-- Request --
Please give the records below as a two-column CSV with columns named "input" and "output", one row per record. Put each record's text and its answer in one quoted field each, with line breaks turned into spaces.

## START Material for this task

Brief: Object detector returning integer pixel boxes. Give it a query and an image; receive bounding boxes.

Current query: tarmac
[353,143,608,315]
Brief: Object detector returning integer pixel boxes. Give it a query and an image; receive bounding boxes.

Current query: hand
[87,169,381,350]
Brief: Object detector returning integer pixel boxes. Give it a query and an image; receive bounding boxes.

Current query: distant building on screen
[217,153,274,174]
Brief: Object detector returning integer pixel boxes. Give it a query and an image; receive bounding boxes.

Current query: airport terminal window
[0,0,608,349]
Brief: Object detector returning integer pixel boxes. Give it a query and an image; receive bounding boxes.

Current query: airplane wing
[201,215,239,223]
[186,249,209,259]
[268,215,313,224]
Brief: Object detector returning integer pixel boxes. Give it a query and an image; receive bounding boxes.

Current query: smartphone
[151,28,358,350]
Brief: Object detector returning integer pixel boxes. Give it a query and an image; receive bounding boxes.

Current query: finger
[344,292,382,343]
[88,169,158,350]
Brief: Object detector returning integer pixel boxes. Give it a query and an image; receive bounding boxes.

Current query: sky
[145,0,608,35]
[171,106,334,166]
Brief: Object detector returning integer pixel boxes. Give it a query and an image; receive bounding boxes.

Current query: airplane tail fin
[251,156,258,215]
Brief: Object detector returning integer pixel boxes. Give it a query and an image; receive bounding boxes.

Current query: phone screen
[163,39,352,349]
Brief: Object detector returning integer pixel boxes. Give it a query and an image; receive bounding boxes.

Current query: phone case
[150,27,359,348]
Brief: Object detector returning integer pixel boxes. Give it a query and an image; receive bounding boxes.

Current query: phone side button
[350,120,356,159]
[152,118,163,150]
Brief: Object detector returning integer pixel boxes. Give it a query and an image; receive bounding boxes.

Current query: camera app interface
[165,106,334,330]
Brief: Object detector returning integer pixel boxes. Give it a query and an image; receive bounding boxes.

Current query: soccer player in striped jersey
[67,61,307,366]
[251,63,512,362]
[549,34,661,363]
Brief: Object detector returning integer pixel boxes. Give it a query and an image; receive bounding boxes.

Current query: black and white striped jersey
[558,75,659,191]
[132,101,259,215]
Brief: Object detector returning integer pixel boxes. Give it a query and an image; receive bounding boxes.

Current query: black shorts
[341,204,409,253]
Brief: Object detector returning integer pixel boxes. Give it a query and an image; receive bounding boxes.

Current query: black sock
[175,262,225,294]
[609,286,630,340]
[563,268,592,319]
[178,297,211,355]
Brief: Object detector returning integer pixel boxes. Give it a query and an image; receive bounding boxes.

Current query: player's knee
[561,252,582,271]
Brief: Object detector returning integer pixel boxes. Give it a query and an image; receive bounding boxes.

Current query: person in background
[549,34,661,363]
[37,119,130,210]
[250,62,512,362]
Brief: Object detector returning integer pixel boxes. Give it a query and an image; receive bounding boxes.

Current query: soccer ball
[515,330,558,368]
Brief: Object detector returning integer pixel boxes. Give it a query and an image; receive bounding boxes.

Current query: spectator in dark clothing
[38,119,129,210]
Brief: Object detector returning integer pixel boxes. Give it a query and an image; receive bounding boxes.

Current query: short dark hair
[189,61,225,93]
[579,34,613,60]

## END Material for this task

-- Answer to this exercise --
input,output
"Brief: Object detector returning integer pixel boxes. Give it a query and an image; receive bounding boxes. Current query: tarmac","[353,143,608,315]"
"Brief: Object detector returning integer pixel boxes. Give it a query and an image; receive bounding boxes. Current query: hand","[87,169,381,350]"
"Brief: Object detector returning integer pixel boxes. Give it a query and an image; receive bounding boxes. Current query: distant building on screen","[217,153,274,174]"
"Brief: Object detector returning integer pixel boxes. Give it a query and an image; receive bounding boxes. Current query: airport terminal window","[0,0,608,349]"
"Brief: Object detector returning integer pixel boxes. Give it a query and an image; receive bounding boxes. Current query: airplane wing","[201,215,239,223] [186,249,209,259] [268,215,313,224]"
"Brief: Object detector returning integer pixel boxes. Give it a query and an image; receive bounding boxes. Current query: smartphone","[151,28,358,350]"
"Brief: Object detector returning integer pixel boxes. Give it a query and an image; receive bounding boxes. Current query: finger","[344,292,382,343] [88,169,158,350]"
"Brief: Object detector returning integer pixel boxes. Give it a query and an image; receive bounding boxes. Current query: sky","[145,0,608,35] [171,106,334,166]"
"Brief: Object detector returning integer pixel boxes. Give it a query and an image; receive bounding boxes. Current query: airplane tail fin","[251,156,258,215]"
"Brief: Object detector returning integer pixel boxes. Give it a query and an image; receive bounding boxes. Current query: phone screen","[163,39,352,349]"
"Brief: Object detector returning integer pixel boxes. Give it a query and an image; receive bounding boxes. Current query: phone case","[150,27,359,348]"
"Brief: Object detector returning integer pixel boxes. Give it a query and an image; receive bounding boxes. Current query: phone side button","[350,120,356,159] [152,118,163,150]"
"Brief: Object detector returning integer pixel boxes. Give it a query and an image; receive bounding boxes. Current query: camera app interface","[165,106,334,330]"
"Brief: Object detector returning integer pixel boxes. Give it a query and an image; receive bounding boxes. Current query: soccer player in striped jersey","[67,61,307,366] [251,63,512,362] [549,34,661,363]"
"Brief: Object detector returning integer pixel boxes. Give it a query and an image; receive bounding boxes. Current query: black and white striped jersey","[558,75,659,191] [132,101,259,215]"
"Brief: Object detector returning integer pixel boxes. Give it a query and an image; receive bounding boxes. Current query: black shorts","[341,204,409,253]"
"Brief: Object detector returning integer pixel boxes. Give it a query and an image; receive bounding boxes. Current query: black sock","[175,262,225,294] [609,286,630,340] [563,268,592,319] [178,297,211,355]"
"Brief: Object detector returning integer pixel boxes. Give it a query and an image; receive bounding boxes. Current query: player's knee","[561,252,582,271]"
"Brief: Object detector returning integer pixel boxes. Give it a query and an image; receive bounding boxes. Current query: person in background","[549,34,661,363] [37,119,130,210] [250,62,512,362]"
"Brief: Object detector returning integer pixel boxes. Give it a query and an image; receive bounding boxes. Current query: soccer ball","[515,330,558,368]"
"Brief: Object detector returning integer pixel boxes. Give it a query and an image; receive bounding boxes. Current query: spectator in dark clothing","[38,119,129,210]"
"Brief: Object detector returning integer pixel boxes. Give it a query and an image; receive bounding boxes. Current query: short dark hair","[189,61,225,93] [579,34,613,60]"